═══ Stored rows

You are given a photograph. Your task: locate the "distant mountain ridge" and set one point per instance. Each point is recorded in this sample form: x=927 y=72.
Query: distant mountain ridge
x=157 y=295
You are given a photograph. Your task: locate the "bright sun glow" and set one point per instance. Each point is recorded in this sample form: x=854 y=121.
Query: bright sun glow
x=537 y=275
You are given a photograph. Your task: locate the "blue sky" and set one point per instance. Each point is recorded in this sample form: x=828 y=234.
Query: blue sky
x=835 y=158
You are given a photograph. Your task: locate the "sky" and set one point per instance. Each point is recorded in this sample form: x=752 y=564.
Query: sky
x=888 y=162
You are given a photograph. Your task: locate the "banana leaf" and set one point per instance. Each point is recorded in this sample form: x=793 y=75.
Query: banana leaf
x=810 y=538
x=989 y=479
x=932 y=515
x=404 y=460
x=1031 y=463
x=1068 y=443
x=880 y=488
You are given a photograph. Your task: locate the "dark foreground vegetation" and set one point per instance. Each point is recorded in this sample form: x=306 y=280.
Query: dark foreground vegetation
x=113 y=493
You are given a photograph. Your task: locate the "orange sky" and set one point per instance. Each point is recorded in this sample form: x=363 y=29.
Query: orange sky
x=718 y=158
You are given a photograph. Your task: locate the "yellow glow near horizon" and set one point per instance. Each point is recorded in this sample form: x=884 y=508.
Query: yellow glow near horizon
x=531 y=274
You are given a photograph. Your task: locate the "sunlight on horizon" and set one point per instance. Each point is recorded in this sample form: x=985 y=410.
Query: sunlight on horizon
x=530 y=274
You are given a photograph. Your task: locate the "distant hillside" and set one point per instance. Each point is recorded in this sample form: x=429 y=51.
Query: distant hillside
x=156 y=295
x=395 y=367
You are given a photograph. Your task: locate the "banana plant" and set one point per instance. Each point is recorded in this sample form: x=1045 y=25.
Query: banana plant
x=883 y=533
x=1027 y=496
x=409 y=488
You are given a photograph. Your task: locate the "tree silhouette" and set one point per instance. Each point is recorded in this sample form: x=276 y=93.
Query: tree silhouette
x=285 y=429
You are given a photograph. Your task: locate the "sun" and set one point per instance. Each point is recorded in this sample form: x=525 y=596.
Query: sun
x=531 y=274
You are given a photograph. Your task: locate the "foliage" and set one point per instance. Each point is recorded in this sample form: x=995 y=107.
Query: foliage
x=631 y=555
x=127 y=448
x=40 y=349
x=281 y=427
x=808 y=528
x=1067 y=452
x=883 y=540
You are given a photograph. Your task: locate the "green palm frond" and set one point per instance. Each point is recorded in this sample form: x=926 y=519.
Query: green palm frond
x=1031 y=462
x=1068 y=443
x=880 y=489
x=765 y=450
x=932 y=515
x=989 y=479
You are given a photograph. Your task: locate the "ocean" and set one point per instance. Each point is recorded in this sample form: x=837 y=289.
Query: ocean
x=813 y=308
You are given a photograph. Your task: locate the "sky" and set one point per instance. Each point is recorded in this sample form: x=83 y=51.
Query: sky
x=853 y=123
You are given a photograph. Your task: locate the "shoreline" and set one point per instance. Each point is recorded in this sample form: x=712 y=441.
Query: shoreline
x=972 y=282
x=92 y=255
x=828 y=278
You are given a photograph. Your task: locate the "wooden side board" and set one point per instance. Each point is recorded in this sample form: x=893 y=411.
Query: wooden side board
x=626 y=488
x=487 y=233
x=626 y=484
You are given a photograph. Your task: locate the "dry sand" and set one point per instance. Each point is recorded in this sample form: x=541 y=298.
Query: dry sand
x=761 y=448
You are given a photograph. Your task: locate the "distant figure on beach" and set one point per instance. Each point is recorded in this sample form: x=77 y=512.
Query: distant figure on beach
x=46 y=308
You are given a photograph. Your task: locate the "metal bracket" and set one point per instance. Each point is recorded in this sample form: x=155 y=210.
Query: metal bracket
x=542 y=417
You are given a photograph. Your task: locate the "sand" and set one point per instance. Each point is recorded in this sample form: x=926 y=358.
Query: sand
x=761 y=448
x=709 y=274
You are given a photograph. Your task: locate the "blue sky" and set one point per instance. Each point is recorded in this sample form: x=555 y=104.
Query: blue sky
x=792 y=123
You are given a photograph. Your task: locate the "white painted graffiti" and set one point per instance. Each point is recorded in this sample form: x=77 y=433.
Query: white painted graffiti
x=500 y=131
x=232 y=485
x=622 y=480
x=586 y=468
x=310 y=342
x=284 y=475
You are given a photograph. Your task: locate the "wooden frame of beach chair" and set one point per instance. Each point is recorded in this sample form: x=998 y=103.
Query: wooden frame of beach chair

══════

:: Task objective ::
Convert the lines above into a Markdown table with two columns, Row and Line, numbering each line in order and leaving out any blank lines.

:: Correct output ::
| Row | Line |
|---|---|
| 1 | You are given a photograph. Your task: locate the "distant mountain ridge" and set one point per instance. Each point is recorded in this sample form: x=927 y=72. |
| 2 | Query: distant mountain ridge |
| 3 | x=157 y=295 |
| 4 | You are given a photograph. Your task: locate the "bright sun glow" and set one point per instance. Each point is recorded in this sample form: x=854 y=121. |
| 5 | Query: bright sun glow |
| 6 | x=537 y=275 |
| 7 | You are given a photograph. Your task: locate the "blue sky" and set one point per instance. Each point is recorded in this sample form: x=828 y=234. |
| 8 | Query: blue sky |
| 9 | x=835 y=158 |
| 10 | You are given a photograph. Your task: locate the "sky" and set one point per instance. Each point is recorded in this sample form: x=752 y=564. |
| 11 | Query: sky |
| 12 | x=888 y=162 |
| 13 | You are given a photograph. Your task: locate the "banana leaf" and set one point per instance. Each point is recorded in this sample form: x=793 y=75. |
| 14 | Query: banana leaf |
| 15 | x=810 y=538 |
| 16 | x=989 y=479 |
| 17 | x=932 y=515 |
| 18 | x=404 y=460 |
| 19 | x=1031 y=463 |
| 20 | x=1068 y=443 |
| 21 | x=880 y=488 |
| 22 | You are given a photograph. Your task: locate the "dark foreground vegetation" and set one point per instance. Each point is recorded in this sample form: x=306 y=280. |
| 23 | Query: dark foreground vegetation |
| 24 | x=113 y=493 |
| 25 | You are given a photograph. Your task: locate the "orange sky" and set one point per instance. Each point is recorded in this sample form: x=363 y=29. |
| 26 | Query: orange sky |
| 27 | x=718 y=158 |
| 28 | You are given a photograph. Your task: locate the "yellow glow near horizon" and set one point per instance. Each point is recorded in this sample form: x=884 y=508. |
| 29 | Query: yellow glow near horizon |
| 30 | x=531 y=274 |
| 31 | You are given a photograph. Your task: locate the "sunlight on horizon" and set one point per instance. Each point is recorded in this sample form: x=985 y=410. |
| 32 | Query: sunlight on horizon |
| 33 | x=530 y=274 |
| 34 | You are given a photograph. Your task: locate the "distant hillside" and set one point per instance. Each point is recorded in this sample form: x=429 y=51. |
| 35 | Query: distant hillside |
| 36 | x=156 y=295 |
| 37 | x=395 y=367 |
| 38 | You are given a photograph. Your task: locate the "banana plant" and set one point per instance. Each point is recorded in this sample form: x=1045 y=25. |
| 39 | Query: banana plant |
| 40 | x=883 y=533 |
| 41 | x=1027 y=496 |
| 42 | x=409 y=488 |
| 43 | You are given a photograph. Your task: locate the "tree silhouette" and set one point per instance. Each point is recorded in this sample form: x=276 y=93. |
| 44 | Query: tree silhouette |
| 45 | x=285 y=429 |
| 46 | You are given a photograph. Your task: locate the "sun" and set one point per instance. Each point is recorded in this sample form: x=525 y=596. |
| 47 | Query: sun |
| 48 | x=531 y=274 |
| 49 | You are given a photograph. Your task: locate the "foliage" and set one point per instance. Each point is recorded in this sample form: x=995 y=107. |
| 50 | Query: foliage |
| 51 | x=631 y=555 |
| 52 | x=127 y=448 |
| 53 | x=40 y=349 |
| 54 | x=281 y=427 |
| 55 | x=808 y=528 |
| 56 | x=1067 y=452 |
| 57 | x=883 y=540 |
| 58 | You are given a photograph. Your task: locate the "green palm frond" and set one point per instance. Each point is recorded in this sample form: x=926 y=519. |
| 59 | Query: green palm frond |
| 60 | x=1031 y=462 |
| 61 | x=1068 y=443 |
| 62 | x=880 y=489 |
| 63 | x=765 y=450 |
| 64 | x=932 y=515 |
| 65 | x=989 y=479 |
| 66 | You are given a photograph. Your task: locate the "ocean" and set one point per instance. Each point is recorded in this sample form: x=837 y=289. |
| 67 | Query: ocean |
| 68 | x=813 y=308 |
| 69 | You are given a photograph. Your task: locate the "sky" and set one point per instance. Each point is recorded in this sample form: x=83 y=51. |
| 70 | Query: sky |
| 71 | x=853 y=123 |
| 72 | You are given a photograph. Your task: locate the "shoreline" and set one point per instance. Each point is recorded in this sample form: x=712 y=441. |
| 73 | Query: shoreline |
| 74 | x=972 y=282 |
| 75 | x=92 y=255 |
| 76 | x=828 y=278 |
| 77 | You are given a photograph. Your task: locate the "wooden side board" and set one point per instance. Each point is recorded in this sample form: x=893 y=411. |
| 78 | Query: wooden side board |
| 79 | x=626 y=488 |
| 80 | x=487 y=233 |
| 81 | x=626 y=484 |
| 82 | You are given a photograph. Your task: locate the "dry sand" and set one point per instance. Each point is recorded in this sample form: x=541 y=298. |
| 83 | Query: dry sand |
| 84 | x=761 y=448 |
| 85 | You are given a photograph. Your task: locate the "distant figure on beach" and set one point per instance. Each point is recorded in this sample form: x=77 y=512. |
| 86 | Query: distant figure on beach |
| 87 | x=46 y=308 |
| 88 | You are given a photograph. Your task: locate the "metal bracket" and set one point per instance. Each point is recorded in this sample form: x=155 y=210. |
| 89 | Query: metal bracket |
| 90 | x=542 y=417 |
| 91 | You are given a photograph. Your task: locate the "sand" and set one point per instance. Each point is recorded in this sample form: x=926 y=358. |
| 92 | Query: sand |
| 93 | x=761 y=448 |
| 94 | x=709 y=274 |
| 95 | You are given a photograph. Your task: locate the "blue sky" and set one point per instance. Each point is recorded in this sample form: x=555 y=104. |
| 96 | Query: blue sky |
| 97 | x=792 y=123 |
| 98 | You are given a photograph. Your task: locate the "white painted graffiti" and set one point per instance. Each point is recorded in this sample form: x=77 y=433. |
| 99 | Query: white painted graffiti |
| 100 | x=500 y=131 |
| 101 | x=232 y=485 |
| 102 | x=622 y=480 |
| 103 | x=586 y=468 |
| 104 | x=310 y=342 |
| 105 | x=284 y=475 |
| 106 | You are given a photograph. Your task: locate the "wooden frame of beach chair" and set one point per instance. Each point is recorded in this sample form: x=998 y=103. |
| 107 | Query: wooden frame of beach chair |